Data for this exercise
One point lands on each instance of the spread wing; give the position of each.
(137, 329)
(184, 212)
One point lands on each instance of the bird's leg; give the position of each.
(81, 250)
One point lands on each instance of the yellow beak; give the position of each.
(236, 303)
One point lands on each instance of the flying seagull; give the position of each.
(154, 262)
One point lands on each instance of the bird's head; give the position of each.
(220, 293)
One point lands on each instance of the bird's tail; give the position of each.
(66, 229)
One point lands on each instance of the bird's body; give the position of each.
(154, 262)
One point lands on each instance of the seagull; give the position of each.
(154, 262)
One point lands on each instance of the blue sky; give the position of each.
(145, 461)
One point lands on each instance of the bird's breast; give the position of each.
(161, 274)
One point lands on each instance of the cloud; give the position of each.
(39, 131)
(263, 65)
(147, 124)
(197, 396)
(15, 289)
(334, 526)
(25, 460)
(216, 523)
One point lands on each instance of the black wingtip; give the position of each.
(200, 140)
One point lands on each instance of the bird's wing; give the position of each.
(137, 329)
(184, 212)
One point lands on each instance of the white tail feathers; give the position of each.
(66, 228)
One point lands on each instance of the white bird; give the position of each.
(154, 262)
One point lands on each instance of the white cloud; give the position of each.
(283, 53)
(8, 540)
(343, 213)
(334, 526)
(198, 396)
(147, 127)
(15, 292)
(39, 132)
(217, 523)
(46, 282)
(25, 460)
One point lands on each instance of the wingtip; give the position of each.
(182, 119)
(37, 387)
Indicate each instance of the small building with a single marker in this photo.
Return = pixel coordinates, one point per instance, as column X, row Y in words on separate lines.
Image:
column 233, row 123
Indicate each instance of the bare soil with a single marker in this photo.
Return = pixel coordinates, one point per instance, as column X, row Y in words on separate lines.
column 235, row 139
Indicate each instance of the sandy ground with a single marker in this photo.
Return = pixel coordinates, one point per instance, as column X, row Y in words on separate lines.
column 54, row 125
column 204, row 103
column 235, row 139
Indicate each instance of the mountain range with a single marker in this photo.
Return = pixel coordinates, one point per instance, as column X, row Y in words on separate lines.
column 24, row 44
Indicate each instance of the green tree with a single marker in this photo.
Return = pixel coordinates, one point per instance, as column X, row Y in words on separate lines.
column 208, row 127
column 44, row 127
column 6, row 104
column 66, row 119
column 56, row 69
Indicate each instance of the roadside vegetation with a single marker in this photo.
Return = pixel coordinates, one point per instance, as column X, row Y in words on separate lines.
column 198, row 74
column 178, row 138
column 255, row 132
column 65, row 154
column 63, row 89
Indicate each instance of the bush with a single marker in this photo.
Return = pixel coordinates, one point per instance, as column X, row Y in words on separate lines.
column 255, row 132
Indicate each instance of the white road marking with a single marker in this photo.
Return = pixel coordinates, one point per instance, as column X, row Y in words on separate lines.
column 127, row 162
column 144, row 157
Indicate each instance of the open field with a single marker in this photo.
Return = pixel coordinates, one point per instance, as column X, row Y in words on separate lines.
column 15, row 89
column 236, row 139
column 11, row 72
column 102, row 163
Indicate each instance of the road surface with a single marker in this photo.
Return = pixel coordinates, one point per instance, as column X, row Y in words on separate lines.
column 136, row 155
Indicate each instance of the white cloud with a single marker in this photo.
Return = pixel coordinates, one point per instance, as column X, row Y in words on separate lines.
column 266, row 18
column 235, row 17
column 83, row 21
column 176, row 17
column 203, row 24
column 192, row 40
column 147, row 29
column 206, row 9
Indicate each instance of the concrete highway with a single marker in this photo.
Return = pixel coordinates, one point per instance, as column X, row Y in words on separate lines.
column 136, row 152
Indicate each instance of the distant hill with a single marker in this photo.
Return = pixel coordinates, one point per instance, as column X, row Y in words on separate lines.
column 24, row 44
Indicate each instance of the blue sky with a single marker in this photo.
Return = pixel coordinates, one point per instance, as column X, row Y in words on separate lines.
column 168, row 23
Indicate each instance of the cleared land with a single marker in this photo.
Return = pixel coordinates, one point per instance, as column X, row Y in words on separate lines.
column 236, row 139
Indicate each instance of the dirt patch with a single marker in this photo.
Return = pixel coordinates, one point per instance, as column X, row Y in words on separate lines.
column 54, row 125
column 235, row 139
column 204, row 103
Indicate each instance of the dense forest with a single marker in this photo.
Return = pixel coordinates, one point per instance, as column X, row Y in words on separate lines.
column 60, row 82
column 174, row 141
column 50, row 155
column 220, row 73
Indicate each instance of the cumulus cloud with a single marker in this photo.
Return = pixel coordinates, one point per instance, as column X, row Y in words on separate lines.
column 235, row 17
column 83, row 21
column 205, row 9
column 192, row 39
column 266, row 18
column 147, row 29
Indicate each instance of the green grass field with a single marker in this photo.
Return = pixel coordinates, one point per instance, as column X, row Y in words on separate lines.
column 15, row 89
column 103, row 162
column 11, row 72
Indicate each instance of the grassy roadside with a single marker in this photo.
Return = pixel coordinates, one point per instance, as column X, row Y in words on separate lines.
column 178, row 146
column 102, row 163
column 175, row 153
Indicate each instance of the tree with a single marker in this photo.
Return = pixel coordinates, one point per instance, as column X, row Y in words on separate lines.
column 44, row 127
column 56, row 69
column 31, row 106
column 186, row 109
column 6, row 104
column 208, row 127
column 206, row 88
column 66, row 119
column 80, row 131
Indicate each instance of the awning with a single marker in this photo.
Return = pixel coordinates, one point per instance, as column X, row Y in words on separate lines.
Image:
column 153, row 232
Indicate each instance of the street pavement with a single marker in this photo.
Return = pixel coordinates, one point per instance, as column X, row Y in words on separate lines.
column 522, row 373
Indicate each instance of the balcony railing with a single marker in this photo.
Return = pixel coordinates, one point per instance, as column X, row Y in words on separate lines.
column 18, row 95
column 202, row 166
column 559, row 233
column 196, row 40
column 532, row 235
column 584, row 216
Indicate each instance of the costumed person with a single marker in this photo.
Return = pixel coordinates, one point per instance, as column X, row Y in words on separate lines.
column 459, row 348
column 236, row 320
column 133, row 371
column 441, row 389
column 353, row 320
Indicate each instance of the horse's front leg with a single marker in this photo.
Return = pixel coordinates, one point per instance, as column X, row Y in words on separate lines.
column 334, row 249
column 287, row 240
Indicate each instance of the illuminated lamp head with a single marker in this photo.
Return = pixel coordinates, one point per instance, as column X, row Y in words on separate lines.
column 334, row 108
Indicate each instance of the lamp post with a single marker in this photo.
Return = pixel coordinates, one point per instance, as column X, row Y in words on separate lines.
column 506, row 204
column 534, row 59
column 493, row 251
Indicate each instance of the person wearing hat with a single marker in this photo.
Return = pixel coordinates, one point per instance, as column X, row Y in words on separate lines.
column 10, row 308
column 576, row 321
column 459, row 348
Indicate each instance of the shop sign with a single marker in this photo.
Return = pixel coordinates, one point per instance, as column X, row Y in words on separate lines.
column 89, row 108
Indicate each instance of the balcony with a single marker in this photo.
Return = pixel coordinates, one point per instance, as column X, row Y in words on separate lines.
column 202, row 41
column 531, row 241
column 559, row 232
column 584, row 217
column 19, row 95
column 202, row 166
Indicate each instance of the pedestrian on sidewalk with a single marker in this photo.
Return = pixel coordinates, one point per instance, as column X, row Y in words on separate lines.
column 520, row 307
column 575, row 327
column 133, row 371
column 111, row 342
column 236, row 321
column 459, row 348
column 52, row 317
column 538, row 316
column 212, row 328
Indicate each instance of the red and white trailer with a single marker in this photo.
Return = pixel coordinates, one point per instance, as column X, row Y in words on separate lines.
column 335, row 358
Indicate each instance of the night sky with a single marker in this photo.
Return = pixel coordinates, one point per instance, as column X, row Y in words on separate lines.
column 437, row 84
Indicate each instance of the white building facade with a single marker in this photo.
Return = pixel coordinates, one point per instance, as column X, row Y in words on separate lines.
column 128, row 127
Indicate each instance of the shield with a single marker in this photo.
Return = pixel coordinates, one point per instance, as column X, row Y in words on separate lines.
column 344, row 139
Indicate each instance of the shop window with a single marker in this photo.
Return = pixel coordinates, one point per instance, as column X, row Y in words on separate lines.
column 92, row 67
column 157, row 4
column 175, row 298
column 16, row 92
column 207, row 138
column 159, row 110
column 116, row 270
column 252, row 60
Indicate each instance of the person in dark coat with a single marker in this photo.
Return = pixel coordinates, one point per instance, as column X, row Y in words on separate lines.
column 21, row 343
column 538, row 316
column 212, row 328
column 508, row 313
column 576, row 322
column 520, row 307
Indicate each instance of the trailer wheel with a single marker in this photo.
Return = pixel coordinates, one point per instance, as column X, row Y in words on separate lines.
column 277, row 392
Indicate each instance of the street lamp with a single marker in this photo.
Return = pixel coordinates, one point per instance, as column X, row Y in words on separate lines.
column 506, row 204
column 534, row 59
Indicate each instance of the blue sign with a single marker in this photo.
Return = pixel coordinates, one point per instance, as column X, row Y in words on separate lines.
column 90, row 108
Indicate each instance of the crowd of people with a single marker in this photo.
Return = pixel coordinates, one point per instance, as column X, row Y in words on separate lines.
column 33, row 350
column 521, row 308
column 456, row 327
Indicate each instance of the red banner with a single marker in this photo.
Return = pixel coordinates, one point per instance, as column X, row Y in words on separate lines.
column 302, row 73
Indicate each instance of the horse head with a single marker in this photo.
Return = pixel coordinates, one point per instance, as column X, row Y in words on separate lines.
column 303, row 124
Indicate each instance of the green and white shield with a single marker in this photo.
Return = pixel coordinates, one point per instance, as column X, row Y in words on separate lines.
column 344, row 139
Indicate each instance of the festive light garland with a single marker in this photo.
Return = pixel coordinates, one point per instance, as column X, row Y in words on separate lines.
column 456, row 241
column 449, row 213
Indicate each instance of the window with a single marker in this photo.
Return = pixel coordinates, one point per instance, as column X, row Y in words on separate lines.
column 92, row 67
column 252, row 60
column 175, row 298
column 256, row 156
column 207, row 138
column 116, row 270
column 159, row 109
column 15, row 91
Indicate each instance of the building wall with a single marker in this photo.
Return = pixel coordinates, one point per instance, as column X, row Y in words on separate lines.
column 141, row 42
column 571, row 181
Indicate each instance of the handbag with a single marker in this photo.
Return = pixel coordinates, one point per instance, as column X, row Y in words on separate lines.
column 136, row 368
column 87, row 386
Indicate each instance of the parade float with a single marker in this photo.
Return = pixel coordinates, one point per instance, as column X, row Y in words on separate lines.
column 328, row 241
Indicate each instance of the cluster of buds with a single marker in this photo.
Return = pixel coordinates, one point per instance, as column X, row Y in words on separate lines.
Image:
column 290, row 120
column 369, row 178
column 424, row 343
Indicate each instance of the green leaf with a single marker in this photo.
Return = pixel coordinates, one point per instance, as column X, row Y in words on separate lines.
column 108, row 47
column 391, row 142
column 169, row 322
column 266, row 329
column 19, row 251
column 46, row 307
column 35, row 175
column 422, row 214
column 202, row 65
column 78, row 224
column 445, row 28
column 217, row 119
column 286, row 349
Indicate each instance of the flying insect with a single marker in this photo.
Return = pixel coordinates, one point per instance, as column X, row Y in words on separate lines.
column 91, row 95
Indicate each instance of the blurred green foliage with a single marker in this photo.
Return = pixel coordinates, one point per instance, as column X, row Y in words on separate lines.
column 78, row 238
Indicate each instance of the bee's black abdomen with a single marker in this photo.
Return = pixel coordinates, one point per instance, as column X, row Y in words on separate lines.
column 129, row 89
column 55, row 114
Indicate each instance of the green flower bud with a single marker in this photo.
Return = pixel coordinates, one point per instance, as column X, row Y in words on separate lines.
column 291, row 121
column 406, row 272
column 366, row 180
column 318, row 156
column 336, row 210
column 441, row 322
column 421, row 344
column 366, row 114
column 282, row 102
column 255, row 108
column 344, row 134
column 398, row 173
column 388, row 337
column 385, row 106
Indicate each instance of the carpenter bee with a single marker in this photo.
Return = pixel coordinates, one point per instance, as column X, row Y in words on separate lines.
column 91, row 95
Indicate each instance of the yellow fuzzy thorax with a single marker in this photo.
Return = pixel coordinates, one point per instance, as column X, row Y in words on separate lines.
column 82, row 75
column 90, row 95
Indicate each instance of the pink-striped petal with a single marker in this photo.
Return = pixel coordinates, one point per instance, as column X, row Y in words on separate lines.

What you will do
Reproduce the lines of the items above without any change, starting with the line that contains "Indicate each instance of the blue sign" and continuing through the line that contains "column 449, row 213".

Problem solution
Indicate each instance of the blue sign with a single marker in this photo.
Return = pixel coordinates, one point per instance, as column X, row Y in words on separate lines.
column 90, row 108
Indicate each instance of the crowd of people with a single marker in this photo.
Return = pixel coordinates, one point per instance, as column X, row Y in words on separate lines.
column 33, row 350
column 521, row 308
column 456, row 327
Indicate each instance of the red banner with a single marker in this photo.
Return = pixel coordinates, one point per instance, as column X, row Y in words on separate lines.
column 302, row 73
Indicate each instance of the horse head with a single marker in this photo.
Return = pixel coordinates, one point per instance, as column X, row Y in words on separate lines.
column 303, row 124
Indicate each instance of the green and white shield with a single marker in this photo.
Return = pixel coordinates, one point per instance, as column X, row Y in words on separate lines.
column 344, row 139
Indicate each instance of the festive light garland with a single marker in this photo.
Return = pixel coordinates, one point per instance, as column X, row Y in words on separate lines.
column 456, row 241
column 449, row 213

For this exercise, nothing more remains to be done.